» **Estratto della fonte**

_ _ _ _ _

Ormai non c’è casa o ufficio nei quali non impazzino i cellulari, di ogni forma e costo.
Ma ora scopriamo che lo smaltimento alla fine del loro percorso commerciale potrebbe essere più semplice.
Infatti una ricerca della Illinois University ha dimostrato come si possano creare telefonini biodegradabili, capaci quindi di dissolversi senza inquinare.
Questi nuovi dispositivi saranno realizzati con materiali particolari e avranno una durata prestabilita dopo la quale verranno riassorbiti nell’ambiente, come spiega il ricercatore italiano Fiorenzo Omenetto che fa parte da diversi anni di questi staff di ricerca. In particolare si occupa e dello studio sulle potenzialità delle proteine della seta, un materiale utile per integrare al suo interno componenti come magnesio e silicio, che si caratterizzano per le loro proprietà di sciogliersi in acqua o nei liquidi del corpo umano.
Intervistato sulla ricerca, Omenetto ha afferma che l’obiettivo della ricerca è la messa a punto dell’elettronica transitoria che può offrire prestazioni simili a quelle dell’elettronica convenzionale, robuste e a lungo termine, ma in più queste componenti di nuova generazione sono in grado di essere riassorbiti dopo un tempo prestabilito. Per tutti i dettagli potete leggere qui
Invece già il 1° ottobre è partito il progetto Bioclean, che rappresenta una soluzione alternativa al problema dello smaltimento dei rifiuti e più specificamente della plastica individuando nuovi e robusti microrganismi capaci di ‘mangiare’ diversi tipi di polimeri sintetici partendo da plastiche di scarto provenienti dalle discariche e dai siti marini e terrestri.

_ _ _ _ _

» **Consegna 1**
Secondo l'articolo sui telefonini biodegradabili, quale università ha condotto la ricerca?
» **Consegna 2**
Da quali luoghi provengono le plastiche di scarto citate nell'articolo sui telefonini biodegradabili a proposito del progetto Bioclean?
» **Consegna 3**
Prosegui l'articolo sui telefonini biodegradabili partendo subito dopo l'ultima frase riportata.
Per svolgere il lavoro non occorre consultare l'elenco.

_ _ _ _ _

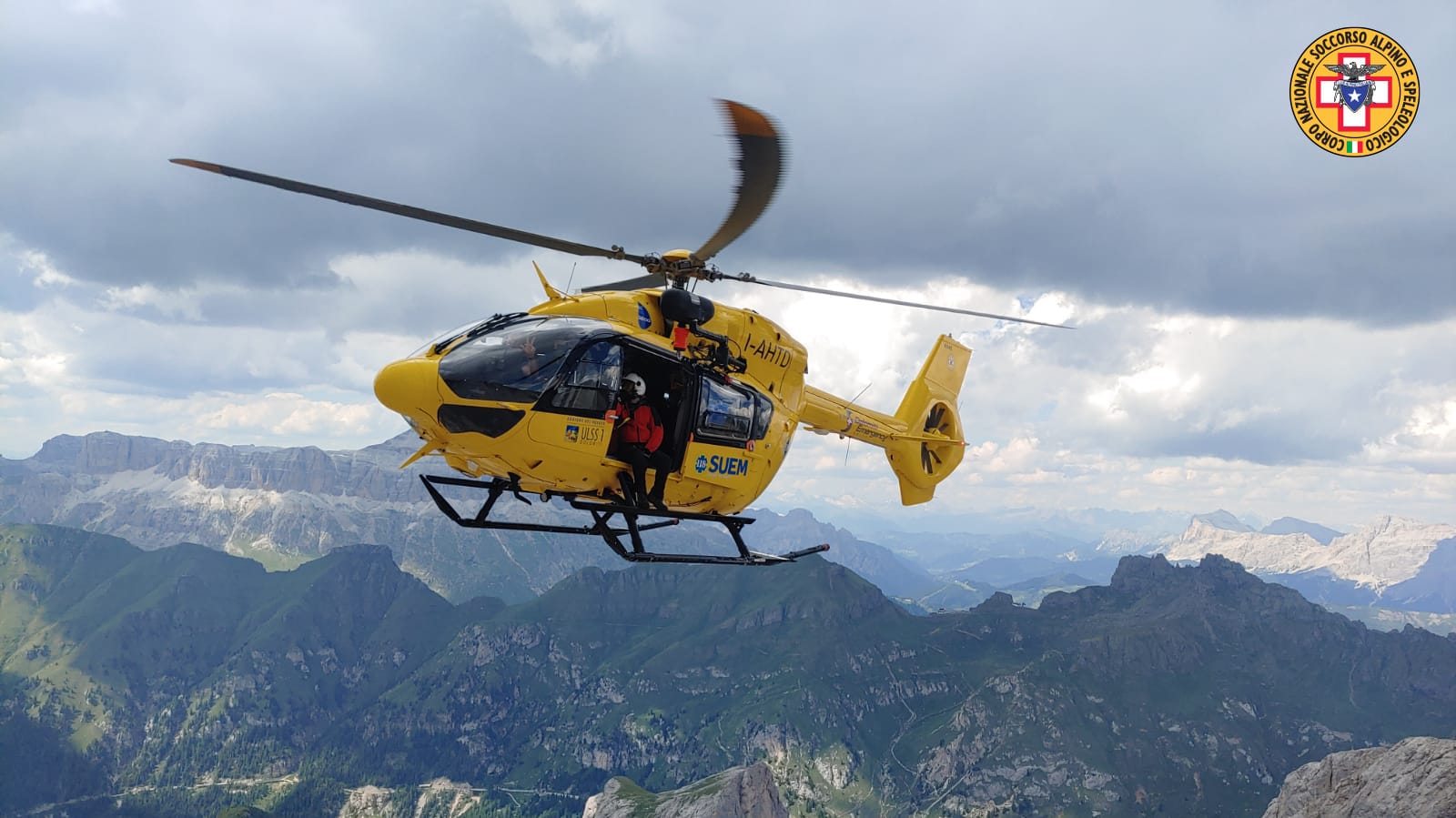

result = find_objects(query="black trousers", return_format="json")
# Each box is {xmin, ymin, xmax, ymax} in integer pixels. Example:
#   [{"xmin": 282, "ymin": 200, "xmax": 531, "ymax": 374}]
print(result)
[{"xmin": 617, "ymin": 442, "xmax": 672, "ymax": 500}]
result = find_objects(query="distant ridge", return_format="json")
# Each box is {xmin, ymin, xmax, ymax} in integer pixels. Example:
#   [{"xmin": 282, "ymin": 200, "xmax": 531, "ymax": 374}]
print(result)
[{"xmin": 1259, "ymin": 517, "xmax": 1344, "ymax": 546}]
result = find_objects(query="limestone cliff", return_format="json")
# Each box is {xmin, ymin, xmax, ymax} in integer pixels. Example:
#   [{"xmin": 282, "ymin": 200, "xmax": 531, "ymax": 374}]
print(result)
[{"xmin": 1264, "ymin": 736, "xmax": 1456, "ymax": 818}]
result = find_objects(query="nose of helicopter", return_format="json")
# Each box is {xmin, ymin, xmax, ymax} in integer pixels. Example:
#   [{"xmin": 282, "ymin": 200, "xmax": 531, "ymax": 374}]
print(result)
[{"xmin": 374, "ymin": 359, "xmax": 440, "ymax": 418}]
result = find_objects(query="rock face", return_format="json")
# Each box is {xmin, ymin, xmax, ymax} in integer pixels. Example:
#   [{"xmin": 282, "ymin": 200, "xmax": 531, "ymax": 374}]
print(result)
[
  {"xmin": 0, "ymin": 432, "xmax": 920, "ymax": 602},
  {"xmin": 1264, "ymin": 736, "xmax": 1456, "ymax": 818},
  {"xmin": 581, "ymin": 762, "xmax": 789, "ymax": 818}
]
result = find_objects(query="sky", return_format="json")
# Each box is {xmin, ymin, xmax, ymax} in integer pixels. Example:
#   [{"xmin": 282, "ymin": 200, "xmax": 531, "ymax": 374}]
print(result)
[{"xmin": 0, "ymin": 0, "xmax": 1456, "ymax": 530}]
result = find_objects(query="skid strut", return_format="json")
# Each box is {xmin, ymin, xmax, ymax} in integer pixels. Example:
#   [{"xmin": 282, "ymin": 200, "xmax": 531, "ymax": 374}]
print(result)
[{"xmin": 420, "ymin": 474, "xmax": 828, "ymax": 565}]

_ _ _ _ _

» **Risposta scritta 1**
La Illinois University.

» **Risposta scritta 2**
Dalle discariche, dai siti marini e dai siti terrestri.

» **Risposta scritta 3**
Una ricerca finanziata dall’Unione Europea con 3 milioni di euro e coordinata dal professore di Biotecnologia Industriale e ambientale dell’Università di Bologna, Fabio Fava. Il team di ricercatori coinvolti nel progetto, attraverso l’utilizzo di metodi analitici e biologico-molecolari avanzati riuscirà a classificare tutti quei funghi e batteri noti per le loro capacità di biodegradazione della plastica e successivamente saranno individuati quei microrganismi più adatti al raggiungimento dello scopo prefissato, attuando nel contempo delle apposite verifiche sull’eventuale impatto ambientale provocato.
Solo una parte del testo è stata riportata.